Find the lines in the records that carry the word "white". Copy each one.

PROVIDED DATA START

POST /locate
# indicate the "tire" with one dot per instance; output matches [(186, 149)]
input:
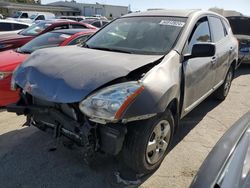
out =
[(222, 92), (148, 142)]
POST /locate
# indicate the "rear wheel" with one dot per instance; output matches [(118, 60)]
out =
[(222, 92), (147, 143)]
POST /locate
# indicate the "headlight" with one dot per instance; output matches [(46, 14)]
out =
[(110, 103), (13, 82), (4, 75)]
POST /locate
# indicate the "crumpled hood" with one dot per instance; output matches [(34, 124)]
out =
[(10, 59), (69, 74)]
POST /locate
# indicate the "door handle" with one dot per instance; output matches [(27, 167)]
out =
[(231, 49), (214, 60)]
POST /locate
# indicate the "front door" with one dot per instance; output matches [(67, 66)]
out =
[(199, 73)]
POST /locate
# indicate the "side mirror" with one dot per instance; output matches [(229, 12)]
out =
[(245, 50), (203, 50)]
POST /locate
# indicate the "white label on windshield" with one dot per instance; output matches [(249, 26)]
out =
[(64, 36), (172, 23)]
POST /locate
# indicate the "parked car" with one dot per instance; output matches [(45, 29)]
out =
[(227, 165), (74, 18), (97, 22), (9, 26), (10, 59), (125, 90), (12, 41), (240, 26), (30, 16)]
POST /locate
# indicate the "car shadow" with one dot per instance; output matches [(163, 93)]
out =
[(28, 155), (244, 69), (28, 158), (2, 109)]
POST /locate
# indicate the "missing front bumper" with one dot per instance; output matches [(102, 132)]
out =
[(108, 138)]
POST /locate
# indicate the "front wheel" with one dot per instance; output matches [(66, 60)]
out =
[(222, 92), (147, 143)]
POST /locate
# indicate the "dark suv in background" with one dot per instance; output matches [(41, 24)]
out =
[(126, 88)]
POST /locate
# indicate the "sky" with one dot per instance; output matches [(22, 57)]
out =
[(242, 6)]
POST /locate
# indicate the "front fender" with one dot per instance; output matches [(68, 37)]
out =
[(162, 85)]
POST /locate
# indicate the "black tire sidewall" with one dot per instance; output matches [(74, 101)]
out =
[(144, 130)]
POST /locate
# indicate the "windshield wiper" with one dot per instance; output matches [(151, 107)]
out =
[(111, 49), (23, 51)]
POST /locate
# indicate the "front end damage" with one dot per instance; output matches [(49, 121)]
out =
[(64, 120)]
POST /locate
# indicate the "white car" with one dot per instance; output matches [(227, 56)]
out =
[(10, 26)]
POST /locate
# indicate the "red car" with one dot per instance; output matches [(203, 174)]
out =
[(10, 59), (12, 41)]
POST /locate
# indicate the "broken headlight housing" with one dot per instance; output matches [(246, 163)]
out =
[(4, 75), (110, 103)]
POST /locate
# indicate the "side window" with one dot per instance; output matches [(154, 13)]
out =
[(19, 26), (40, 17), (78, 26), (5, 27), (227, 26), (200, 33), (104, 23), (66, 26), (24, 15), (78, 40), (217, 29), (96, 24)]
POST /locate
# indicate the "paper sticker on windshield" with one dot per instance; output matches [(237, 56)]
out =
[(64, 36), (172, 23)]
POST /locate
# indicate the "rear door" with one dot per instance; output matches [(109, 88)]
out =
[(199, 74), (224, 47)]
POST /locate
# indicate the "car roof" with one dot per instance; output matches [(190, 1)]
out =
[(165, 12), (72, 31), (13, 21), (57, 21)]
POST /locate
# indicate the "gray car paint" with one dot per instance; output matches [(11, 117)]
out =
[(227, 165), (73, 76), (162, 83)]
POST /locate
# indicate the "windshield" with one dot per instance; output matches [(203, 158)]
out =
[(44, 41), (33, 16), (35, 29), (240, 25), (17, 15), (140, 35)]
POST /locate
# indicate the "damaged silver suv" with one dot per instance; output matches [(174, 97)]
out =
[(125, 89)]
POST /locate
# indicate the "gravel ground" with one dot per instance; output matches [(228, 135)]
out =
[(26, 160)]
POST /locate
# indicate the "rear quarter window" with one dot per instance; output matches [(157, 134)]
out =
[(217, 28), (19, 26), (5, 27)]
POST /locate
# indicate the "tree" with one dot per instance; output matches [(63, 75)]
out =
[(26, 1)]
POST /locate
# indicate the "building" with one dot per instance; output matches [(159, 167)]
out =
[(8, 9), (109, 11)]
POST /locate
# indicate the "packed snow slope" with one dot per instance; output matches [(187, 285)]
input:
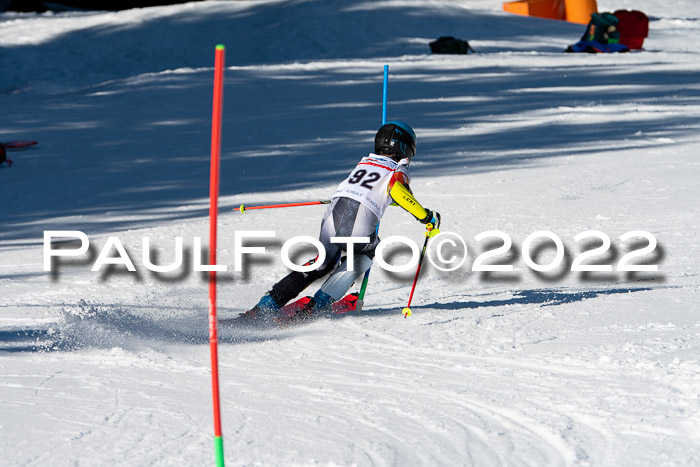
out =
[(493, 368)]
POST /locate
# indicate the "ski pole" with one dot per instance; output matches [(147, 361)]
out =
[(385, 92), (243, 208), (407, 311)]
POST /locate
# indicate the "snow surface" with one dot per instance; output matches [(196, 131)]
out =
[(520, 368)]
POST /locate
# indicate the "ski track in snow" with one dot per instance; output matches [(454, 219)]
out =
[(112, 368)]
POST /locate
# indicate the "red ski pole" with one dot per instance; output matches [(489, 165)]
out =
[(243, 208)]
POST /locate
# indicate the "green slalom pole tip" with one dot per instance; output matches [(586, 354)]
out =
[(219, 449)]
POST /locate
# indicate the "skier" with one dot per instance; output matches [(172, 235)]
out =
[(377, 181)]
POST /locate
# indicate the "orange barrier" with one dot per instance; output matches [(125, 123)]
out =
[(576, 11)]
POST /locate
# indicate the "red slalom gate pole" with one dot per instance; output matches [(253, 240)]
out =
[(213, 218)]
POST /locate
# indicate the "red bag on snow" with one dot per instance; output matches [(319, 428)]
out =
[(633, 28)]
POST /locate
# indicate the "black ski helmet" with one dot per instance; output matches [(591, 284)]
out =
[(396, 137)]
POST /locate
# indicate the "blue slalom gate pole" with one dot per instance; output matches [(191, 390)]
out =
[(361, 297)]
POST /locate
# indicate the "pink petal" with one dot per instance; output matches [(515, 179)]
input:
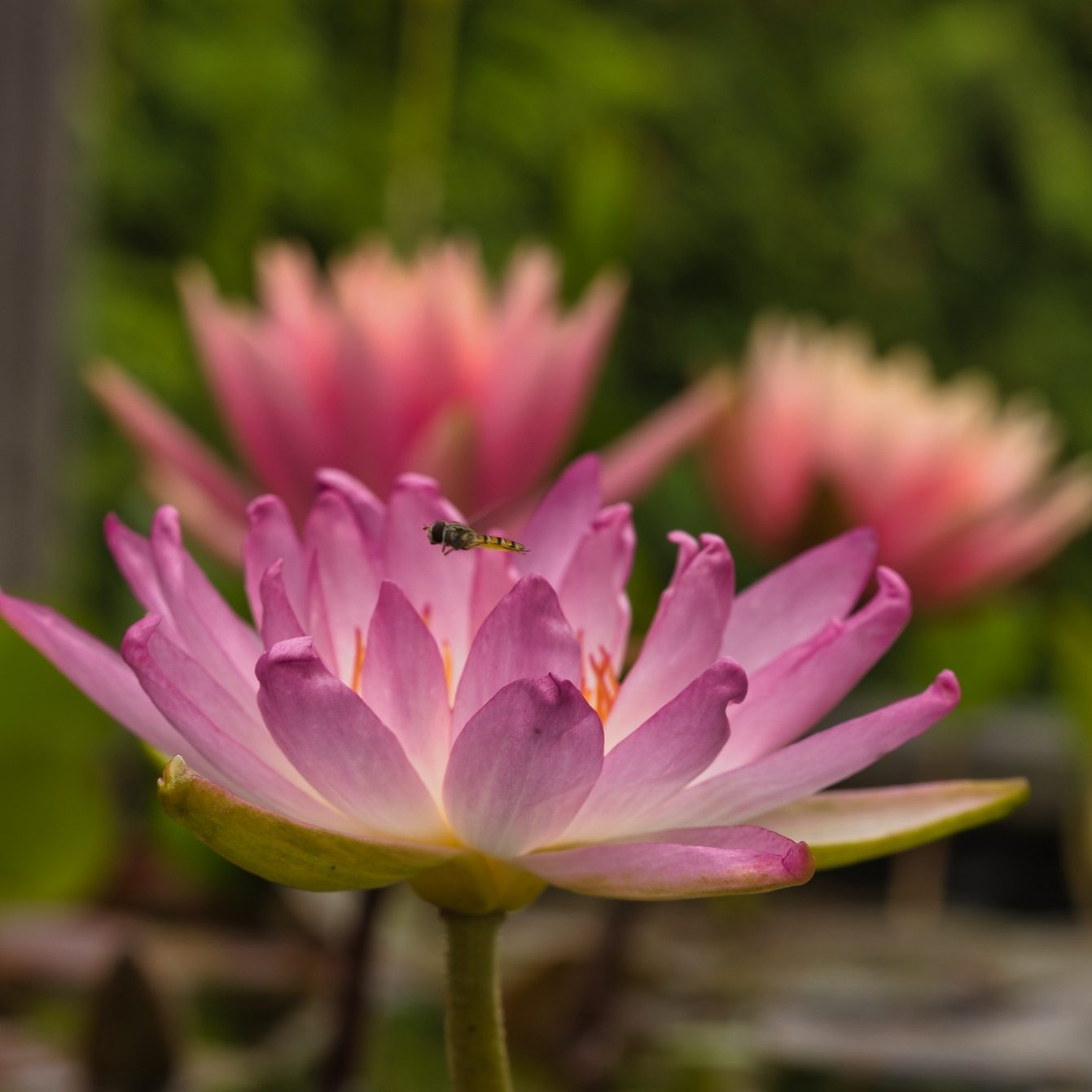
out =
[(134, 556), (793, 691), (593, 588), (227, 742), (340, 604), (525, 637), (796, 601), (812, 764), (559, 522), (225, 646), (341, 747), (278, 620), (249, 393), (165, 441), (636, 460), (93, 668), (522, 767), (369, 512), (403, 682), (438, 586), (660, 757), (685, 636), (851, 825), (272, 537), (682, 864)]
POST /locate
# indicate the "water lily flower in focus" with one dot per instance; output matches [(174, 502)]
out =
[(386, 367), (464, 723), (822, 436)]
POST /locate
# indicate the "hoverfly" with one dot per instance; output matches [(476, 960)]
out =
[(460, 537)]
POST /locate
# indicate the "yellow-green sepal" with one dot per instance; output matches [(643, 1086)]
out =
[(283, 851), (474, 884), (852, 825)]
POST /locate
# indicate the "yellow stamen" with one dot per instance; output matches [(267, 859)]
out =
[(448, 669), (605, 691), (358, 660)]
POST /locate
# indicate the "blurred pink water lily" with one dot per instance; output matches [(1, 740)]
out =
[(960, 489), (386, 367), (460, 721)]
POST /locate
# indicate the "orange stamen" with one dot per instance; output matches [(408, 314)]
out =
[(606, 684), (358, 660), (448, 669)]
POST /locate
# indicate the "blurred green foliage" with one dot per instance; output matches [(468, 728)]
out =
[(922, 167)]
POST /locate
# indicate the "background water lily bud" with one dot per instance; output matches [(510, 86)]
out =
[(463, 722), (384, 367), (822, 436)]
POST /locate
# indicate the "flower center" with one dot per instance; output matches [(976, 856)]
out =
[(599, 686)]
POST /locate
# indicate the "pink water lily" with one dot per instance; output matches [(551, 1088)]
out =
[(386, 367), (460, 721), (822, 434)]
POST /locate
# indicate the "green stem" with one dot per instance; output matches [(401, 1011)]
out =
[(477, 1056)]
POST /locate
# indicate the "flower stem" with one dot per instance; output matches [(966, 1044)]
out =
[(477, 1056)]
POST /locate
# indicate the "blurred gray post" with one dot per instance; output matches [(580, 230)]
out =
[(36, 37)]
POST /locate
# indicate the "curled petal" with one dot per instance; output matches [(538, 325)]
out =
[(272, 537), (851, 825), (682, 864), (593, 589), (527, 636), (93, 668), (341, 747), (522, 767), (559, 522), (227, 739), (793, 691), (169, 445), (402, 681), (685, 636), (666, 752), (796, 601), (284, 852)]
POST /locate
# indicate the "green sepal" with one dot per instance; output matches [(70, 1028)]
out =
[(846, 826), (283, 851), (474, 884)]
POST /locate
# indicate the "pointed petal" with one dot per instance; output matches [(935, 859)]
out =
[(164, 439), (403, 682), (798, 599), (682, 864), (438, 586), (660, 757), (685, 636), (272, 537), (559, 522), (341, 747), (527, 636), (278, 620), (134, 557), (637, 458), (522, 767), (345, 586), (227, 740), (852, 825), (795, 691), (593, 589), (213, 634), (812, 764), (93, 668), (278, 849)]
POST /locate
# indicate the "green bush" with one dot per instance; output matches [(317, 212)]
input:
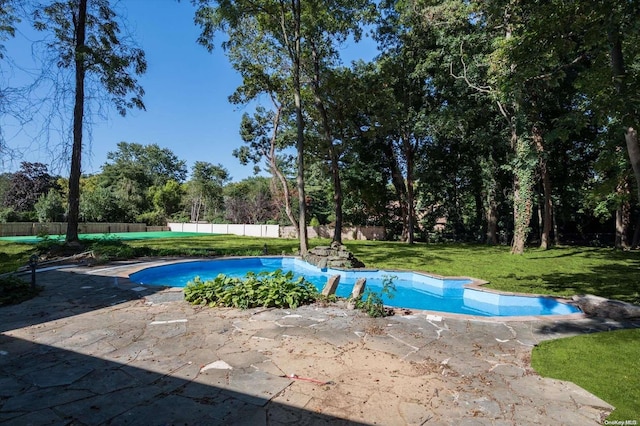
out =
[(372, 303), (13, 290), (269, 289)]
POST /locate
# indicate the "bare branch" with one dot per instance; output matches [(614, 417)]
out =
[(465, 76)]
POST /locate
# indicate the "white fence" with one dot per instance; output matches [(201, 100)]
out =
[(277, 231), (269, 231)]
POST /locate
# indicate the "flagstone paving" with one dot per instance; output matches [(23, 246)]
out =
[(94, 348)]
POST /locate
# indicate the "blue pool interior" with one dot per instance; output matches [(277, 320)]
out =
[(412, 290)]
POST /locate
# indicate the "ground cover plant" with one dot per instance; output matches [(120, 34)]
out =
[(605, 364), (275, 289), (561, 271)]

PROVIDED DATA END

* TASK RESPONSE:
# indicate the "white label on windshield" with one dot per instance; output matches [(249, 26)]
# indicate the "white car" with one dot per instance; output matches [(227, 56)]
# indicate the "white fence" with one dot per instance; output matches [(201, 100)]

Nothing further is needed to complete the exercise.